## EXERCISE INSTRUCTIONS
Please reproduce the following records exactly as they appear.

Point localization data
——————
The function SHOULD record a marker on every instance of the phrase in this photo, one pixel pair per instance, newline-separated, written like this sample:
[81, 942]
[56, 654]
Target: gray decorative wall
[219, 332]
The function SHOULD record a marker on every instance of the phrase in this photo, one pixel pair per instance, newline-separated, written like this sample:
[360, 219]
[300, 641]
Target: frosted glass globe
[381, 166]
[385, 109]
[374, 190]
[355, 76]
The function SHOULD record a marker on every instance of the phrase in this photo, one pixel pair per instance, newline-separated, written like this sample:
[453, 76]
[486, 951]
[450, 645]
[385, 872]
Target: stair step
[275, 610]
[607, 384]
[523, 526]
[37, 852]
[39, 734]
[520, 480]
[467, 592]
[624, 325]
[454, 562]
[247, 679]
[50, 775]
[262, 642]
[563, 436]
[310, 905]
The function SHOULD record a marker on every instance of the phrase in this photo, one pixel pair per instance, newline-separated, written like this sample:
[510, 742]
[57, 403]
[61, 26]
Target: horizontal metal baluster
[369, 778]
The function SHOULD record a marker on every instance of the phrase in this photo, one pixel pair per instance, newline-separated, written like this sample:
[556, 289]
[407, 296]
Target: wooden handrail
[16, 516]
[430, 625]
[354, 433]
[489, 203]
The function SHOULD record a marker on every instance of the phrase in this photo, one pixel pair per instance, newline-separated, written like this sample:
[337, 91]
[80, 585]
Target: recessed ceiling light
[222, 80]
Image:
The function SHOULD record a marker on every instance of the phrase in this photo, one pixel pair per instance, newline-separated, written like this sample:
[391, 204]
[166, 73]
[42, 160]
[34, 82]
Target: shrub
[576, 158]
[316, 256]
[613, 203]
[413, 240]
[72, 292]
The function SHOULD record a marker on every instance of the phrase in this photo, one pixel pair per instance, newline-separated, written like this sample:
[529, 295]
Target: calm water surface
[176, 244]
——————
## RESPONSE TO THIS TASK
The function SHOULD record a marker on every instance of the phrase in this photo, one pixel pair per instance, newline-separated, written like this sample:
[81, 942]
[56, 654]
Target: gray decorative wall
[219, 332]
The function SHOULD record a marker on every instance of the phrase in this photo, one pixel pair per instance, newline-separated, written like this sample:
[360, 219]
[300, 641]
Target: frosted glass globe
[381, 166]
[385, 109]
[374, 190]
[355, 76]
The function SHOULD record a marker on every instance of the phrase in this photo, one pixel pair per instance, newline-separated, written like this sample:
[453, 76]
[486, 951]
[450, 645]
[385, 872]
Target: stair step
[275, 610]
[607, 384]
[523, 526]
[37, 852]
[39, 734]
[520, 480]
[467, 592]
[624, 325]
[454, 562]
[247, 679]
[50, 775]
[262, 642]
[563, 436]
[310, 905]
The function SHOULD record a marker on every instance of the phrase in this photo, one pixel pair per instance, newline-separated, written like this sample:
[510, 742]
[57, 403]
[61, 26]
Target: horizontal metal baluster
[369, 778]
The function SHOULD record a marker on every instance of the phrase in this photo, one pixel pair per instance, newline-separated, written like this sample:
[556, 289]
[407, 296]
Target: wooden handrail
[16, 516]
[430, 625]
[354, 433]
[489, 203]
The function SHOULD record a marker on every instance of the phrase in this photo, one pixel pair per instance, newline-separated, written like this sample:
[337, 91]
[80, 585]
Target: recessed ceiling light
[222, 80]
Image:
The function SHOULD record a marker on every instance of the phrase in this photo, one pixel pair per instance, newline-separated, written like this sample:
[391, 204]
[166, 73]
[42, 160]
[34, 82]
Target: shrub
[576, 158]
[316, 256]
[613, 203]
[413, 240]
[72, 292]
The function SHOULD record a marker on every instance of the phrase in this photo, one pixel pair per instance, newline-separated, written like this sample:
[529, 295]
Target: calm water surface
[176, 244]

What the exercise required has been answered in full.